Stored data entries
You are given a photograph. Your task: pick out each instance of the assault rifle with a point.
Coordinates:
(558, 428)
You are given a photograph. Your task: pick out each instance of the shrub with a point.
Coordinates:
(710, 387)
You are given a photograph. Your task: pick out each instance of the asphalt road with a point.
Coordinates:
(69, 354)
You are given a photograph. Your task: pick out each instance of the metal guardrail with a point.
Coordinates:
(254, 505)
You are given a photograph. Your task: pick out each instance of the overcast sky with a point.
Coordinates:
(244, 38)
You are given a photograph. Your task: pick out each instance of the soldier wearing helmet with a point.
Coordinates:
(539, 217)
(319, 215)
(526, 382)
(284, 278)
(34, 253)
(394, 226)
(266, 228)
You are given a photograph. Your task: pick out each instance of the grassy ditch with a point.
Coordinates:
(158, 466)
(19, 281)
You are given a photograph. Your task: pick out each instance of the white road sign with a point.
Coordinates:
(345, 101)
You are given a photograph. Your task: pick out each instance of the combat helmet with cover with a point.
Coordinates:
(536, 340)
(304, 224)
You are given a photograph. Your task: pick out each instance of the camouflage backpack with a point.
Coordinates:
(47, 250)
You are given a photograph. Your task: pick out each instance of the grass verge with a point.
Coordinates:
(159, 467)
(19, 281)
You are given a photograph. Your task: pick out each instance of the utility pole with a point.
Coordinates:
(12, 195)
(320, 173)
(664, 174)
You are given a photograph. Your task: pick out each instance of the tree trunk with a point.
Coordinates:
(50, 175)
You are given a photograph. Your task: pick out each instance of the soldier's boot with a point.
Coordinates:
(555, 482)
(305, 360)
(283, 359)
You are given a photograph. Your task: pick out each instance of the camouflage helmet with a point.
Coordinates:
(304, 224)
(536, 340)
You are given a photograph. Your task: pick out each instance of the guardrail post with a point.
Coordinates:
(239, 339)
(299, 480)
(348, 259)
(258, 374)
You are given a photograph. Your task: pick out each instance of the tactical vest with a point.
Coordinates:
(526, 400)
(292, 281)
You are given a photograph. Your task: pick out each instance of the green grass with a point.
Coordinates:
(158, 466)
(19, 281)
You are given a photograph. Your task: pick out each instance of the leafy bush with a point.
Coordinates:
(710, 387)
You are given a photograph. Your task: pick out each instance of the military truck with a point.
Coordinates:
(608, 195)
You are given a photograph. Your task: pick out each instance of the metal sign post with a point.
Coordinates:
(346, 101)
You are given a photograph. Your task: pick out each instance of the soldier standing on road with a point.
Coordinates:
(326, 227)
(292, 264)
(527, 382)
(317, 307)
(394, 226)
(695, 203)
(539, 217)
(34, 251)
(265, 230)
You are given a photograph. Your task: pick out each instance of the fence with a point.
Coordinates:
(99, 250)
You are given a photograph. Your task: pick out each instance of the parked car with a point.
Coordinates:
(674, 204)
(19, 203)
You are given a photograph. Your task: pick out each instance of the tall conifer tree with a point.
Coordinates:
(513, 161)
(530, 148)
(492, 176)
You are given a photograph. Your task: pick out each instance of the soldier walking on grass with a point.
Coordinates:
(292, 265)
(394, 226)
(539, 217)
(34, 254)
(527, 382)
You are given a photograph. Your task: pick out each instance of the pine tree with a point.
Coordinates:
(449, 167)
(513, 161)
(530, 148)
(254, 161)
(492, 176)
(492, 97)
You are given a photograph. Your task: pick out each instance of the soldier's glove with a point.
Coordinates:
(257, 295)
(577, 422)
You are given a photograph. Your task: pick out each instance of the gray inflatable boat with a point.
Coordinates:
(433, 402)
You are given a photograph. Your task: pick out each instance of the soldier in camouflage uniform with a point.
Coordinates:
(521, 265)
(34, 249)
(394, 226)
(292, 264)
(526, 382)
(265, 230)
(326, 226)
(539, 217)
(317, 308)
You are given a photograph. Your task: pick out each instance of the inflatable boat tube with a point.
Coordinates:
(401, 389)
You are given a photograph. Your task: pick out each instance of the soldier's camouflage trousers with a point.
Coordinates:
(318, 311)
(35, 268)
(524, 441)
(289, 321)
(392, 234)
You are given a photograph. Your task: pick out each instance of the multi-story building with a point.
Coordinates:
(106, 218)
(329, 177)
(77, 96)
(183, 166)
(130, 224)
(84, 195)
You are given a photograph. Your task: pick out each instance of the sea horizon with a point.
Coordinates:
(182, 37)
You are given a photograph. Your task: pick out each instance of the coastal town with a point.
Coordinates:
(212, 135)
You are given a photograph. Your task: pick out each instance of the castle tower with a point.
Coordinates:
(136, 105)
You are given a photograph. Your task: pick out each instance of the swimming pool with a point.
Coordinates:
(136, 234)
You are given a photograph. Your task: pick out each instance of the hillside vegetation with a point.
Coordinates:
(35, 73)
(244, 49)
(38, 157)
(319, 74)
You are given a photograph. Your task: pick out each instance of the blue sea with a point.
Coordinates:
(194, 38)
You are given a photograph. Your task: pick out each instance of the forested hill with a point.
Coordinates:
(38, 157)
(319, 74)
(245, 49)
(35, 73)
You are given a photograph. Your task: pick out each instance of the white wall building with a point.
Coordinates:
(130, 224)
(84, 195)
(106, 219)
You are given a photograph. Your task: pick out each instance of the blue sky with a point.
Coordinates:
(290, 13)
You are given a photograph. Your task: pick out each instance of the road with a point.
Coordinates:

Task to complete
Your reply should hold all the entries, each repeated without a single change.

Response
You are given a photograph. Your task: pick out each instance of the assault rifle with a point.
Coordinates:
(558, 428)
You are given a photograph. Your task: pick out each instance of the shrub with a point.
Coordinates:
(710, 387)
You are given a photograph. Your task: pick out each instance of the asphalt road with a point.
Coordinates:
(69, 354)
You are given a photograph. Your task: pick out each instance of the metal guardrail with a point.
Coordinates:
(254, 505)
You are given a photograph. Your task: pick out each instance of the overcast sky with a point.
Coordinates:
(244, 38)
You are given a photograph. Your task: pick out each instance of the soldier wearing helmet with a point.
Coordinates:
(539, 217)
(319, 215)
(526, 382)
(284, 278)
(34, 253)
(394, 226)
(266, 228)
You are given a photograph. Your task: pick out each instance of the grassy ditch with a point.
Coordinates:
(158, 466)
(19, 281)
You are given a photograph. Your task: pick out each instance of the white road sign with a point.
Coordinates:
(345, 101)
You are given a photograph. Your task: pick out each instance of the combat helmet with cover with a point.
Coordinates:
(536, 340)
(304, 224)
You are given a photograph. Your task: pick out each instance of the camouflage backpack with a point.
Coordinates:
(47, 250)
You are given a photograph. Your task: pick out each instance of the grass verge with a point.
Coordinates:
(159, 467)
(19, 281)
You are given a photograph. Your task: pick out each instance of the utility pole with a point.
Coordinates:
(12, 195)
(320, 173)
(664, 174)
You are given a photograph. Your task: pick out each instance of the tree trunk with a point.
Coordinates:
(50, 175)
You are given a photograph. Your task: pick out each instance of the soldier's boot with a point.
Coordinates:
(555, 482)
(305, 360)
(283, 359)
You are given a photograph. Your task: pick out each instance of the camouflage helmet with a point.
Coordinates:
(304, 224)
(536, 340)
You are given a photograph. Your task: pick out each instance of the guardrail post with a point.
Coordinates:
(239, 339)
(299, 480)
(348, 259)
(258, 374)
You are given a photograph. Your task: pick out each instance of the tactical vest with a point.
Coordinates:
(526, 400)
(292, 281)
You are given a photograph. Your task: pick out each instance of the green grass with a point.
Coordinates:
(158, 466)
(19, 281)
You are given a photograph. Your task: pick out each instance of the leafy bush with a point.
Coordinates:
(710, 387)
You are given a photograph. Your task: pick out each instance of the military truck with a point.
Coordinates:
(608, 195)
You are given a photograph. Your task: pick out each instance of the metal sign post with a point.
Coordinates:
(346, 101)
You are given a photograph. Your task: pick out each instance of the soldier standing on road with a point.
Coordinates:
(326, 227)
(292, 264)
(527, 382)
(317, 307)
(394, 226)
(695, 203)
(539, 217)
(34, 251)
(265, 230)
You are given a photograph. Your task: pick out each instance of the fence with a point.
Coordinates:
(99, 250)
You are given a photograph. Your task: pick out each instance of the parked car with a point.
Coordinates:
(674, 204)
(19, 203)
You are given a photograph. Your task: pick out each instance of the tall conifer tree with a point.
Coordinates:
(513, 161)
(530, 148)
(492, 176)
You are given a photograph. Your task: pick out each instance of the soldier walking on grass with a point.
Coordinates:
(292, 265)
(394, 226)
(539, 217)
(34, 254)
(527, 382)
You are given a photograph. Your task: pick out each instance of the pine tree with a point.
Coordinates:
(449, 167)
(513, 161)
(530, 148)
(254, 161)
(492, 176)
(492, 97)
You are given a photograph. Your task: pick out each instance of the soldier's glove with a point.
Coordinates:
(257, 295)
(577, 422)
You are given a photograph. Your task: pick out each instance of the gray inflatable boat with a point.
Coordinates:
(433, 402)
You are given a photograph. Your task: pick out each instance of the soldier in camouflage uniform with a point.
Coordinates:
(521, 265)
(34, 249)
(394, 226)
(292, 264)
(526, 382)
(265, 230)
(326, 226)
(539, 217)
(317, 308)
You are given a photograph. Your task: pick out each instance of the inflatable boat tube with a point.
Coordinates:
(401, 389)
You are given a photograph. Your task: pick out each instance of the soldier's camouflage trousers with a point.
Coordinates:
(318, 311)
(35, 268)
(524, 441)
(289, 321)
(392, 234)
You are given a photograph. Your task: pick out each instance of the multi-story building with a point.
Coordinates:
(106, 218)
(329, 177)
(77, 96)
(183, 166)
(130, 224)
(84, 195)
You are given a photograph. Your task: pick out each instance of the sea horizon with a point.
Coordinates:
(182, 37)
You are given a photograph. Your task: pick out each instance of the coastal town with a point.
Coordinates:
(212, 135)
You are given a photograph. Your task: pick out each instance of the castle tower with a point.
Coordinates:
(136, 105)
You are given a photograph. Your task: pick out each instance of the swimming pool with a point.
Coordinates:
(136, 234)
You are given a photograph. Your task: pick out each instance of the hillside vegetation with a point.
Coordinates:
(35, 73)
(244, 49)
(38, 157)
(319, 74)
You are given a photograph. Your task: pick out each instance of the blue sea with a point.
Coordinates:
(194, 38)
You are given a photograph. Your task: pick out each instance of the forested hill with a point.
Coordinates:
(38, 157)
(319, 74)
(245, 49)
(35, 73)
You are given a photograph. Your task: pick out each instance of the white wall building with a point.
Coordinates:
(130, 224)
(84, 195)
(106, 219)
You are given a photograph. Your task: pick out each instance of the blue sky with a point.
Coordinates:
(290, 13)
You are given a photograph. Your task: pick out each instance of the road with a point.
Coordinates:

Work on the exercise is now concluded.